*Prezentowany tekst:*
□ □ □ □
• Kino
  • Mapa
  • Ogłoszenia
  • Forum
  • Komunikacja
  • Raport

Zatrudnię wszystkich, którzy zostali

Magdalena Szałachowska
29 czerwca 2007 (artykuł sprzed 17 lat) 
W londyńskiej dzielnicy Greenwich praktycznie na każdym sklepie można znaleźć ogłoszenie Polaków oferujących swoje usługi: od budowlanki, przez hydraulikę aż po oferty seksualne. W londyńskiej dzielnicy Greenwich praktycznie na każdym sklepie można znaleźć ogłoszenie Polaków oferujących swoje usługi: od budowlanki, przez hydraulikę aż po oferty seksualne.
"Przyjmę wszystkich, którzy jeszcze nie wyjechali" - głosi ogłoszenie na jednej z sopockich restauracji. O zaletach i zagrożeniach, jakie niesie za sobą emigracja młodych ludzi rozmawiano w środę na seminarium zorganizowanego przez Pomorską Sieć Dialogu-Młodzi przy Instytucie Badań nad Gospodarką Rynkową.

Desperacja pracodawców

Niektóre źródła mówią o nawet 2 mln Polaków, którzy od wstąpienia Polski do Unii Europejskiej wyjechali za granicę, w tym głównie do Wielkiej Brytanii, Irlandii, Skandynawii, Francji, krajów Beneluxu i Niemiec.

Emigracja - głównie zarobkowa - sprawiła, że już ponad 77 proc. pracodawców skarży się na problemy z rekrutacją.

- Dochodzi do tego, że na budowach pracodawca przymyka oko na pijaństwo, czy na kradzież sprzętu, byle tylko nie stracić pracownika- mówi Przemysław Rey z firmy Adecco Polska. - Zgodnie z kalkulacją pracodawców, lepiej, żeby pracownik kradł, aniżeli, żeby w ogóle go nie było.
□ □ □ □
*Dostarczone rekordy:*
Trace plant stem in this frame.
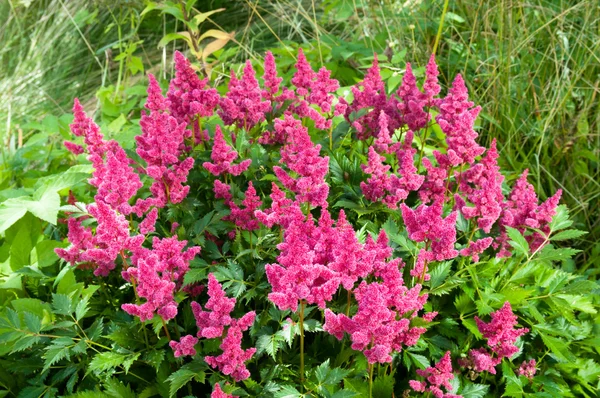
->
[369,363,375,398]
[298,300,304,390]
[433,0,450,54]
[160,317,171,341]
□ □ □ □
*Zadania do wykonania:*
**a)** Jaki odsetek pracodawców skarży się na problemy z rekrutacją według artykułu o emigracji?
**b)** Przepisz słowo w słowo fragment artykułu o emigracji, który zaczyna się od słów „Desperacja pracodawców”, a kończy na słowach „go nie było.”.
**c)** Poprowadź, proszę, dalej artykuł o emigracji od miejsca, w którym się kończy.
Rekordy to materiał niezależny od artykułu o emigracji.

*Oczekiwane odpowiedzi:*
**a)** Ponad 77 proc. pracodawców.

**b)**
Desperacja pracodawców

Niektóre źródła mówią o nawet 2 mln Polaków, którzy od wstąpienia Polski do Unii Europejskiej wyjechali za granicę, w tym głównie do Wielkiej Brytanii, Irlandii, Skandynawii, Francji, krajów Beneluxu i Niemiec.

Emigracja - głównie zarobkowa - sprawiła, że już ponad 77 proc. pracodawców skarży się na problemy z rekrutacją.

- Dochodzi do tego, że na budowach pracodawca przymyka oko na pijaństwo, czy na kradzież sprzętu, byle tylko nie stracić pracownika- mówi Przemysław Rey z firmy Adecco Polska. - Zgodnie z kalkulacją pracodawców, lepiej, żeby pracownik kradł, aniżeli, żeby w ogóle go nie było.

**c)**
W desperacji spowodowanej brakiem rąk do pracy władze kraju rozważają pomysł zatrudniania robotników z Dalekiego Wschodu. Pomysł ten budzi jednak wiele kontrowersji.

- Zgadzam się na wprowadzanie w Polsce emigracji ze strefy odmiennej kulturowo, ale niech będzie to ta sama strefa cywilizacyjna - mówi Przemysław Jaskólski z departamentu Rozwoju Gospodarczego Pomorskiego Urzędu Marszałkowskiego. -Nie powinniśmy otwierać rynku dla wszystkich emigrantów, bo może to zaowocować zderzeniem cywilizacji.

Możliwości pracowników

Czy emigracja zarobkowa jest zjawiskiem pozytywnym?

Kto wyjeżdża? Najczęściej osoby przedsiębiorcze i dobrze wykształcone, które niestety, przynajmniej przez pierwszy rok, pracują poniżej swoich kwalifikacji zatrudniając się w gastronomii, czy w supermarketach. Nierzadko Polaka można również spotkać za kierownicą taksówek, przez co niedawno w Wielkiej Brytanii pojawił się dowcip, że dla Polaków trzeba będzie zmienić kierunek ruchu drogowego.

- Zjawisko szukania pracy poniżej kwalifikacji było zauważalne również w przypadku polskiej imigracji - mówi Przemysław Rey. - Trudno uwierzyć, ale prawie połowa Wietnamczyków pracujących na Stadionie Dziesięciolecia w Warszawie ma doktorat.

Za granicą język polski można usłyszeć w zakładach przemysłowych, ale coraz częściej także w wysoko wyspecjalizowanych firmach z branży IT.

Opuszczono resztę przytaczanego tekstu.